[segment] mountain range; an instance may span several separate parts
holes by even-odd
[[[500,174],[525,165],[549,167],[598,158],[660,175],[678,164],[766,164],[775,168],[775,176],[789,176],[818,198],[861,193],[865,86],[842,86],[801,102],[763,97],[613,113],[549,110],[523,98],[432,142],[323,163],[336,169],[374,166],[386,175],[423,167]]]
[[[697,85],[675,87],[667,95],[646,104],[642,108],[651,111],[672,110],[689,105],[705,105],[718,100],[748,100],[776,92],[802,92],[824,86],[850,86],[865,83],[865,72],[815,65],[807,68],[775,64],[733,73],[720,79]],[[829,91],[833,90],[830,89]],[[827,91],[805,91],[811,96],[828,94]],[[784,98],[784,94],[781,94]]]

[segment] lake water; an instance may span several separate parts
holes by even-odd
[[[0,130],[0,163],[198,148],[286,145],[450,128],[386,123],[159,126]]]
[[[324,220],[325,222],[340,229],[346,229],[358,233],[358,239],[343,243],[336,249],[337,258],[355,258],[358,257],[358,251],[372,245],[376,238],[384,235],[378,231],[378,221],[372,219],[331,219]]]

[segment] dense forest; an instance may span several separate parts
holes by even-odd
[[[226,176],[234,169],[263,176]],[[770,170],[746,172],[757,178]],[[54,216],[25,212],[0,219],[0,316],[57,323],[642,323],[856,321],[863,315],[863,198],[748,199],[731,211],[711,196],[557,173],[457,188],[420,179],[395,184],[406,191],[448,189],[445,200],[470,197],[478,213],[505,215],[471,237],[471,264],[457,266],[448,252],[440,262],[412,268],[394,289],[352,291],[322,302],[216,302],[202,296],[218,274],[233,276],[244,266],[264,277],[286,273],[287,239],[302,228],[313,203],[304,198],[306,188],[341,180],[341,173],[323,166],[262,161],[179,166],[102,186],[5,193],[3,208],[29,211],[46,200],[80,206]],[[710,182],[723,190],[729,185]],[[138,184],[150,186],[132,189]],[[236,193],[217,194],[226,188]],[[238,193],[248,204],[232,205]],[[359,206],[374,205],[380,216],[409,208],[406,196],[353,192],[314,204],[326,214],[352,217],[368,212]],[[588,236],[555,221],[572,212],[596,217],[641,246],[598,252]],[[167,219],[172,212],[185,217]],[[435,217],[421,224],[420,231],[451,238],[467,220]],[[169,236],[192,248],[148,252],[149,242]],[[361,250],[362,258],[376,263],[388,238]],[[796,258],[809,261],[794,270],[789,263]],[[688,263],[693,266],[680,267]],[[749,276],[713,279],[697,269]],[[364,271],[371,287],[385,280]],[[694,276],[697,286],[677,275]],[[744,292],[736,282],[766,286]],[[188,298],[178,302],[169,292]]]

------------------------------------------------------------

• Task to carry out: Please write out the items again, swapping each "separate" for "distinct" and leaving everything else as it is.

• Solution to this task:
[segment] mountain range; an instance may span several distinct parts
holes by even-odd
[[[500,174],[525,165],[549,167],[598,158],[660,175],[678,164],[766,164],[775,168],[775,176],[789,176],[818,198],[861,193],[865,86],[842,86],[801,102],[763,97],[613,113],[549,110],[523,98],[432,142],[323,163],[336,169],[374,166],[386,175],[423,167]]]
[[[697,85],[675,87],[667,95],[646,104],[642,108],[651,111],[672,110],[689,105],[705,105],[718,100],[748,100],[776,92],[802,92],[824,86],[850,86],[865,83],[865,72],[815,65],[807,68],[775,64],[733,73],[720,79]],[[829,91],[833,90],[830,89]],[[827,91],[805,91],[811,96],[828,94]],[[784,98],[784,94],[781,94]]]

[segment] lake water; an instance may span several distinct parts
holes by even-odd
[[[0,130],[0,163],[198,148],[286,145],[450,128],[386,123],[159,126]]]
[[[324,220],[325,222],[340,229],[346,229],[358,233],[358,239],[343,243],[336,249],[337,258],[355,258],[358,257],[358,251],[372,245],[376,238],[384,235],[378,231],[378,221],[372,219],[331,219]]]

[segment] dense forest; an instance may span several distinct parts
holes by even-odd
[[[226,176],[234,169],[263,176]],[[770,170],[746,172],[757,178]],[[54,216],[25,212],[0,219],[0,316],[57,323],[642,323],[856,321],[863,315],[863,198],[748,199],[731,211],[711,196],[557,173],[457,188],[420,179],[395,184],[406,191],[448,189],[445,200],[470,197],[478,213],[505,215],[471,237],[471,264],[457,266],[448,252],[440,262],[412,268],[394,289],[352,291],[322,302],[216,302],[202,296],[218,274],[233,276],[244,266],[264,277],[286,273],[287,239],[302,228],[313,203],[304,198],[306,188],[341,180],[341,173],[323,166],[262,161],[179,166],[102,186],[5,193],[3,208],[29,211],[46,200],[80,206]],[[710,182],[723,190],[729,185]],[[138,184],[150,186],[132,189]],[[236,193],[217,194],[226,188]],[[238,193],[248,204],[232,205]],[[359,206],[374,205],[380,216],[409,208],[406,196],[353,192],[314,204],[326,214],[352,217],[368,212]],[[588,236],[555,221],[572,212],[596,217],[641,246],[598,252]],[[167,219],[172,212],[185,217]],[[435,217],[421,224],[420,231],[451,238],[467,220]],[[169,236],[192,248],[148,252],[149,242]],[[361,250],[362,258],[376,263],[388,238]],[[796,258],[809,261],[794,270],[789,263]],[[688,263],[693,266],[680,267]],[[749,276],[713,279],[697,269]],[[364,271],[371,287],[385,280]],[[694,276],[697,286],[677,275]],[[744,292],[736,282],[766,286]],[[188,298],[178,302],[169,292]]]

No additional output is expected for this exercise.